Nous souhaitons que ce soit le président de l’agglomération qui décide du nombre maximum – entre zéro et douze – de dimanches travaillés par an, et le maire qui, après avis du conseil municipal, fixe leur nombre exact par arrêté. En effet, dans notre droit, la compétence de développement économique est transférée aux agglomérations et aux communautés de communes ; mais il faut également respecter le principe de subsidiarité et éviter de mettre les communes en situation de concurrence déloyale entre elles. Ainsi, on fait vivre la démocratie en renforçant la capacité des élus locaux à participer à la vie de leurs territoires. Certes, on ne règlera jamais tous les cas car les concurrences entre agglomérations contiguës ou les particularismes au sein même des agglomérations restent possibles ; mais nous proposons d’encadrer la décision du maire par la vision globale d’une agglomération.

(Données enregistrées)
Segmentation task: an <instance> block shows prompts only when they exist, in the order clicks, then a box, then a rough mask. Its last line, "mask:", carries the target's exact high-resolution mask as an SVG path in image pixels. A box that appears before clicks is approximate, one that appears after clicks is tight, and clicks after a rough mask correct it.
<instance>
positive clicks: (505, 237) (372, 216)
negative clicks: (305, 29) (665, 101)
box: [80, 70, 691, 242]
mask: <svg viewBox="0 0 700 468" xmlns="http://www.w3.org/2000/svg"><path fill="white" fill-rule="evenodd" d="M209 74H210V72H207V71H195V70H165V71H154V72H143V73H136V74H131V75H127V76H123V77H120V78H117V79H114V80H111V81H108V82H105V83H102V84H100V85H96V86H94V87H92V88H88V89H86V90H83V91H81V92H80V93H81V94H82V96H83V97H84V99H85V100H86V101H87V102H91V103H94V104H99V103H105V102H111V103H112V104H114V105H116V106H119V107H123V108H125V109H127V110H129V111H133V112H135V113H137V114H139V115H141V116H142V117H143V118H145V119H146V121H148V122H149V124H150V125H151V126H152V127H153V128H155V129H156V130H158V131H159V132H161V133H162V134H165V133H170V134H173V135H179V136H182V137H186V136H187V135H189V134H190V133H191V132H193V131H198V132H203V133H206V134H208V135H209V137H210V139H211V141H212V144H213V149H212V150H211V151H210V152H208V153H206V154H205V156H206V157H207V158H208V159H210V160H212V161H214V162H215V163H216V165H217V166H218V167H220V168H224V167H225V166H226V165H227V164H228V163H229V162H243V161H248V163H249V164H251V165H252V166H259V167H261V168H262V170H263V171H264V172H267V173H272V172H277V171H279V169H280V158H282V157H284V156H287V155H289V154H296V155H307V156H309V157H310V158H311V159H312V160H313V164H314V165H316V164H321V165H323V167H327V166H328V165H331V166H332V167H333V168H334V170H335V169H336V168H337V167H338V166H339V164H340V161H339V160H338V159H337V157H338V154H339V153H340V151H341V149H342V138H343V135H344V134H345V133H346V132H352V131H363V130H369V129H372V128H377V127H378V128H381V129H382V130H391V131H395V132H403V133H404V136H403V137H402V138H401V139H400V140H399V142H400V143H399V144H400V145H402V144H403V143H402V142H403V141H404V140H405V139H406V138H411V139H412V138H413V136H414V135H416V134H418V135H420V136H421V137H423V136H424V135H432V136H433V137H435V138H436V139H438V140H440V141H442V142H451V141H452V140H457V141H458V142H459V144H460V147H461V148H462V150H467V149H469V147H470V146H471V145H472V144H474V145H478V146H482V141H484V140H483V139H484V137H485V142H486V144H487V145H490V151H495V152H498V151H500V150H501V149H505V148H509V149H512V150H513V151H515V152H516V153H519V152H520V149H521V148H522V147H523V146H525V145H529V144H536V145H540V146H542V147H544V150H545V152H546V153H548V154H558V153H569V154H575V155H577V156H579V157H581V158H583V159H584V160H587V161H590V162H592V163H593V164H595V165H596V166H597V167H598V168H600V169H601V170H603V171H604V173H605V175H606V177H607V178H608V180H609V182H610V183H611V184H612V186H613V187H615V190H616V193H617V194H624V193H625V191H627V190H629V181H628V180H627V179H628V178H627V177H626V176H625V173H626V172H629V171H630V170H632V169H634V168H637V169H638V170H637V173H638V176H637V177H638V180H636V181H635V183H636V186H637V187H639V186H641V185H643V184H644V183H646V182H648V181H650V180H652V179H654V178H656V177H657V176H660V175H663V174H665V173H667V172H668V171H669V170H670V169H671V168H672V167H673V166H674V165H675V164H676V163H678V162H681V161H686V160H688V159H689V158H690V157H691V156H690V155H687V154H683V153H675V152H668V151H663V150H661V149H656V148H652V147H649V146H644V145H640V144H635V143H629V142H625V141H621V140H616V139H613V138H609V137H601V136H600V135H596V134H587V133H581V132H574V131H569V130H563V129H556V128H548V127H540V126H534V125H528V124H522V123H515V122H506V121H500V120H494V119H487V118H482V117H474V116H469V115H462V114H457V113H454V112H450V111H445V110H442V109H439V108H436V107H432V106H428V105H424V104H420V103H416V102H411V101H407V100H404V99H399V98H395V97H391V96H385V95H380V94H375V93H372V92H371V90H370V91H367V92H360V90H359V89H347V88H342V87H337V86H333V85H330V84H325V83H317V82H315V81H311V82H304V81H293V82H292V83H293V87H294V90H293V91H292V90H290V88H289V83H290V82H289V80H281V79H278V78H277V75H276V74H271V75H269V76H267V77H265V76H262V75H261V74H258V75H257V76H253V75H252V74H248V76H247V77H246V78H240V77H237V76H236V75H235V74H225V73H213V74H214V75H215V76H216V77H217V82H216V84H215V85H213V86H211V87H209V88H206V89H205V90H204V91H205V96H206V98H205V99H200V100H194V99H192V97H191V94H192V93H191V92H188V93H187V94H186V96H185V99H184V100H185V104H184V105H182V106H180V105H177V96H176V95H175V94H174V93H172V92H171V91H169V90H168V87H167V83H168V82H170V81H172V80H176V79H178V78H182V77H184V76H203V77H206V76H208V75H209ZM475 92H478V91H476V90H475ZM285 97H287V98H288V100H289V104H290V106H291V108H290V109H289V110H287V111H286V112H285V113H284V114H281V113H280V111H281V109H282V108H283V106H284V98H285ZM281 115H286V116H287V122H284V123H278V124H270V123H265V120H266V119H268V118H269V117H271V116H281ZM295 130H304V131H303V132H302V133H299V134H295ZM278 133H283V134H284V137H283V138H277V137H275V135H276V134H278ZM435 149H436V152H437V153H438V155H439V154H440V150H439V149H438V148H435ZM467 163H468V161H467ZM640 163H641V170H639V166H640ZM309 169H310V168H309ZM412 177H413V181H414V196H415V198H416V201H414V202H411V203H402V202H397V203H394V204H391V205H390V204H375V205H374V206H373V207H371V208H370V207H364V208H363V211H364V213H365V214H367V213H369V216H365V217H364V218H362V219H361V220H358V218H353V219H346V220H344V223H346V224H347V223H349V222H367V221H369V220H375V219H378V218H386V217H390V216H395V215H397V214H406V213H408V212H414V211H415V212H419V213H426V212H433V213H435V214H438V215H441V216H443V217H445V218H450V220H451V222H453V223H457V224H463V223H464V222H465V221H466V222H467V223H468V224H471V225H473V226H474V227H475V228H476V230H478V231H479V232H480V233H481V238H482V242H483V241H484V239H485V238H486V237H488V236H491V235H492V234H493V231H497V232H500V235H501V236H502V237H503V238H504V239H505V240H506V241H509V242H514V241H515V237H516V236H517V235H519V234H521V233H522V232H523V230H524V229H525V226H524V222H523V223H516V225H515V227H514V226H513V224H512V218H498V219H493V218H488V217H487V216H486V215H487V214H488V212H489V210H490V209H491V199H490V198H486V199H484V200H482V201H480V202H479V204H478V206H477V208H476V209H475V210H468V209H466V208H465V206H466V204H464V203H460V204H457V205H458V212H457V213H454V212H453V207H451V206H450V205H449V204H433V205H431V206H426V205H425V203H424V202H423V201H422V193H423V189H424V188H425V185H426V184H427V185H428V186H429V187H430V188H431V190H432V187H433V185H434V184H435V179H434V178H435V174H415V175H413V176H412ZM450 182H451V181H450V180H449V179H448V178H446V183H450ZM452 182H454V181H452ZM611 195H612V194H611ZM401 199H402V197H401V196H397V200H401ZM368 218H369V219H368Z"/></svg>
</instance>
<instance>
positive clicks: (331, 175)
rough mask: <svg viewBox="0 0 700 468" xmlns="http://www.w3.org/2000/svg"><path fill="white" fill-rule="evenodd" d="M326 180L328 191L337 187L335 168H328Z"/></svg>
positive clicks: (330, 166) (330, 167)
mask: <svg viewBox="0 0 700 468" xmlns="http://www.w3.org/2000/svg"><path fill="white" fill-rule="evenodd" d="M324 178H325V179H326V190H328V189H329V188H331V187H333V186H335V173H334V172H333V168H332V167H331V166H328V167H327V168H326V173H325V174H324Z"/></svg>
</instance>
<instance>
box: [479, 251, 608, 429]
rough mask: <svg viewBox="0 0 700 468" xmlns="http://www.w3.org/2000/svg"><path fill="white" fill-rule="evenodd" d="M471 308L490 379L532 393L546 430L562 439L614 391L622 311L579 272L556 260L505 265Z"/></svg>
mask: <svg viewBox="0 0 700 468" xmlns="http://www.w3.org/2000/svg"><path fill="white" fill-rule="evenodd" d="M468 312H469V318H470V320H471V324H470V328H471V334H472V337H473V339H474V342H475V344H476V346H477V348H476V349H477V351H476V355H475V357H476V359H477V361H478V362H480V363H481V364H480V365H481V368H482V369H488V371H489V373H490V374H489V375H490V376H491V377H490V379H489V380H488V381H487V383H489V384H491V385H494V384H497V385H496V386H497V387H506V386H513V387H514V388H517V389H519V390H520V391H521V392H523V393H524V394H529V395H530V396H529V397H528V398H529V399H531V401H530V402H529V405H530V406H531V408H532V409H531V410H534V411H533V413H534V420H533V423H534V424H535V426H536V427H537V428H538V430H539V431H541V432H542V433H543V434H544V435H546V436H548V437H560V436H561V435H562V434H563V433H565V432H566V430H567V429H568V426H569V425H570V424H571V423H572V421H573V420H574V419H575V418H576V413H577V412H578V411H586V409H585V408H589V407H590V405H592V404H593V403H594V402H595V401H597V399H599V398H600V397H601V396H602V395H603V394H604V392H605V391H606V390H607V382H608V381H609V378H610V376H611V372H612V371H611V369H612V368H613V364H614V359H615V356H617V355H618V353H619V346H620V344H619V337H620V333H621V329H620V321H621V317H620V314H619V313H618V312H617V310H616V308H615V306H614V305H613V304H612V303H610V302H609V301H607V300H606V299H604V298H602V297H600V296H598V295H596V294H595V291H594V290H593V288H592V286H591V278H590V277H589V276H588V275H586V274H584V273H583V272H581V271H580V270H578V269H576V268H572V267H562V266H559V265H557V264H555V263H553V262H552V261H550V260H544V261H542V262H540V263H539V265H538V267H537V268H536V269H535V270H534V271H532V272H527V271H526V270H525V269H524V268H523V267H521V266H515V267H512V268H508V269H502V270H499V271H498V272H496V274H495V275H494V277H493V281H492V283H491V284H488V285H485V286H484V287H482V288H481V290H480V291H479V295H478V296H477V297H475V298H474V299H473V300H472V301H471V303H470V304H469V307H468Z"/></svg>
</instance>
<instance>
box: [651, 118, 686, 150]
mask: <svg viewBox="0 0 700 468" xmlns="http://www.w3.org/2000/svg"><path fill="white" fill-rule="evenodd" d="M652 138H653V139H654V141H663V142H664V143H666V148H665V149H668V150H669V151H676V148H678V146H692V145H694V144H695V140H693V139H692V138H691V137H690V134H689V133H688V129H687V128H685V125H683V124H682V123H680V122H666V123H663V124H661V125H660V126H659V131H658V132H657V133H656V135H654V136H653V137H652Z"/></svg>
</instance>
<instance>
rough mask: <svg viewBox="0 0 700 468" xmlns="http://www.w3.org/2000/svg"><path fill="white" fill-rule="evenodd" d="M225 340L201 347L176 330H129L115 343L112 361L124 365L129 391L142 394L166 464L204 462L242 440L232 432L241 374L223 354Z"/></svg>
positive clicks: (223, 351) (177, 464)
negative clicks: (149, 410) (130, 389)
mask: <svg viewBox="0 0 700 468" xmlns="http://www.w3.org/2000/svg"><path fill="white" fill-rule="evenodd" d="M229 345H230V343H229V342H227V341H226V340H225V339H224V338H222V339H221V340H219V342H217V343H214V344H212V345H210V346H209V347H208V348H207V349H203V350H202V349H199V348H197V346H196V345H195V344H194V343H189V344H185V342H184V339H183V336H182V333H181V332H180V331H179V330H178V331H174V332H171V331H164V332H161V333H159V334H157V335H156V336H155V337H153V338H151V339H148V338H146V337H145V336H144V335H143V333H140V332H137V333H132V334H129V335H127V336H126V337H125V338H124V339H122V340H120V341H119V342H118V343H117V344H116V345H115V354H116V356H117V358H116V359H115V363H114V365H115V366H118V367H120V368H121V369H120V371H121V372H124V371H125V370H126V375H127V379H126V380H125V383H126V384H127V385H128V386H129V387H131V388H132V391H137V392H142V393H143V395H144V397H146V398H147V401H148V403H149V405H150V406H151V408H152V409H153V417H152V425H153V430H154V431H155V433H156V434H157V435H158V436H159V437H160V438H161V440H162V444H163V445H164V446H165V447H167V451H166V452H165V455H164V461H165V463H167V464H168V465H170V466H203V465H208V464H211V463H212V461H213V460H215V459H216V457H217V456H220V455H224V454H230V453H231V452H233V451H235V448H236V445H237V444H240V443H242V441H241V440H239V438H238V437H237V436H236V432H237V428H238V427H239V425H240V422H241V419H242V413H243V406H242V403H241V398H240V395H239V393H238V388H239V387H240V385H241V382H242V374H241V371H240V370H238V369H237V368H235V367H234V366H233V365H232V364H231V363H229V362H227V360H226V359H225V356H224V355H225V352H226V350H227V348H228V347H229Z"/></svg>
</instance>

...

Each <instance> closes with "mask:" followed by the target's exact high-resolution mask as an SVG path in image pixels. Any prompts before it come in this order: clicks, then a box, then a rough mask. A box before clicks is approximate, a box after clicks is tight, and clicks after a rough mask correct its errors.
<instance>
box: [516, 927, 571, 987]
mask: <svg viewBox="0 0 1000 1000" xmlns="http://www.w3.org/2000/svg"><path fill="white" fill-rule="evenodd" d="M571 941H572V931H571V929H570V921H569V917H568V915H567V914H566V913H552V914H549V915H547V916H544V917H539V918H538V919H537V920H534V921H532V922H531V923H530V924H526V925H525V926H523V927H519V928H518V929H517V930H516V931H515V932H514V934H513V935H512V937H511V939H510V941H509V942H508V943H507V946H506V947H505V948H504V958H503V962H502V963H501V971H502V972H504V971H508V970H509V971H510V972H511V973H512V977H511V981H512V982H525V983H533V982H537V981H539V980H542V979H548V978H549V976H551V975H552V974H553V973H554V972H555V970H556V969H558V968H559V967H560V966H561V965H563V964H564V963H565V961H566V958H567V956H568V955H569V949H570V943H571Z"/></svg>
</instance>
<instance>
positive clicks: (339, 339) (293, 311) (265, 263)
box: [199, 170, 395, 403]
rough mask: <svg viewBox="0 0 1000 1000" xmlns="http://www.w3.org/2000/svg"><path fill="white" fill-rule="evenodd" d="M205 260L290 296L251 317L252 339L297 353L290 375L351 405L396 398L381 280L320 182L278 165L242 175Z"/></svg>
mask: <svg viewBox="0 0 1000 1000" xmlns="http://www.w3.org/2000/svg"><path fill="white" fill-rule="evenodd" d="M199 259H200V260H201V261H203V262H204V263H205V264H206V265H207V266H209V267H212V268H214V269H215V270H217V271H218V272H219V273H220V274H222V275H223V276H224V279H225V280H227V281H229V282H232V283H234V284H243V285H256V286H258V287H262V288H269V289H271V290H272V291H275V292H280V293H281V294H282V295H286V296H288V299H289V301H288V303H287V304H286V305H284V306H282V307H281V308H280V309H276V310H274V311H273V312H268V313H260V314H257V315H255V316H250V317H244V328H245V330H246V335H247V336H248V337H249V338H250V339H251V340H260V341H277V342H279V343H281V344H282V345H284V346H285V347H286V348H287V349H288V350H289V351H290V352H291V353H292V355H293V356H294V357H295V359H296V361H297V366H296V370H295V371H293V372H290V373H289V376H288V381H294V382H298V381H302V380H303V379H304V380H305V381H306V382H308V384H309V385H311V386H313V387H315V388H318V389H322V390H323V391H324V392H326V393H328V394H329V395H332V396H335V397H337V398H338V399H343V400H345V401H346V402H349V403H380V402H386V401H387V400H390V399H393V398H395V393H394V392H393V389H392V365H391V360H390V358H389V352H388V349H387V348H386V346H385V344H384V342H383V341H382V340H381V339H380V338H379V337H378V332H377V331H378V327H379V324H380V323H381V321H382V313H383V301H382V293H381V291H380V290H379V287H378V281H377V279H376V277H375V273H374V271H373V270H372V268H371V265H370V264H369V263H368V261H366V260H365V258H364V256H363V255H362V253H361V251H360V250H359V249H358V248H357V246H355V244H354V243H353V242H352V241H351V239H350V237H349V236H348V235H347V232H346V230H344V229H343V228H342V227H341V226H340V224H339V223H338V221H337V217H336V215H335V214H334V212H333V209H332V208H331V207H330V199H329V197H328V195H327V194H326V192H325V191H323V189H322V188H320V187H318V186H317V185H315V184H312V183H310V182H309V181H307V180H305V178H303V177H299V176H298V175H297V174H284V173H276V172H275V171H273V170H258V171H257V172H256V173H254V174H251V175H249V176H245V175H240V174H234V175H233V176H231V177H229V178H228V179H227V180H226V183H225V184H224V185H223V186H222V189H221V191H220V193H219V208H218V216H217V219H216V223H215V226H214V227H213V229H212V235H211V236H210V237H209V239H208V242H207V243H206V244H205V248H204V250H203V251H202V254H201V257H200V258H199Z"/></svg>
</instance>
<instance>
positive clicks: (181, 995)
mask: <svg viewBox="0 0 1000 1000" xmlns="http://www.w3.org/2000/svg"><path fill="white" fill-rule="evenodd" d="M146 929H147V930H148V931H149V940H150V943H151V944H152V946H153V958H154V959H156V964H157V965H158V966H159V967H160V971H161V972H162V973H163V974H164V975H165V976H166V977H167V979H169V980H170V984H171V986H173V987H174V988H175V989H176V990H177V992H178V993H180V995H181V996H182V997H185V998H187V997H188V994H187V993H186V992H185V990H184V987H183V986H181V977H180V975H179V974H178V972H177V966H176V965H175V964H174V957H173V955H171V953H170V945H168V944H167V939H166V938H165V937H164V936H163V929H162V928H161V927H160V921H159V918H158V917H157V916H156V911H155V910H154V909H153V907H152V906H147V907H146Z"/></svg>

TÂCHE 1: Pouvez-vous résumer en deux phrases le passage sur les dimanches travaillés ?
TÂCHE 2: Pouvez-vous recopier mot pour mot le passage sur les dimanches travaillés, en commençant à « Nous souhaitons que » et en terminant à « globale d’une agglomération. » ?

RÉPONSE ATTENDUE 1: Le passage propose que le président de l'agglomération fixe le nombre maximum de dimanches travaillés par an, entre zéro et douze, et que le maire en arrête le nombre exact après avis du conseil municipal. Ce partage respecte la compétence économique des agglomérations et le principe de subsidiarité, évite une concurrence déloyale entre communes et renforce le rôle des élus locaux, même s'il ne réglera jamais tous les cas.

RÉPONSE ATTENDUE 2:
Nous souhaitons que ce soit le président de l’agglomération qui décide du nombre maximum – entre zéro et douze – de dimanches travaillés par an, et le maire qui, après avis du conseil municipal, fixe leur nombre exact par arrêté. En effet, dans notre droit, la compétence de développement économique est transférée aux agglomérations et aux communautés de communes ; mais il faut également respecter le principe de subsidiarité et éviter de mettre les communes en situation de concurrence déloyale entre elles. Ainsi, on fait vivre la démocratie en renforçant la capacité des élus locaux à participer à la vie de leurs territoires. Certes, on ne règlera jamais tous les cas car les concurrences entre agglomérations contiguës ou les particularismes au sein même des agglomérations restent possibles ; mais nous proposons d’encadrer la décision du maire par la vision globale d’une agglomération.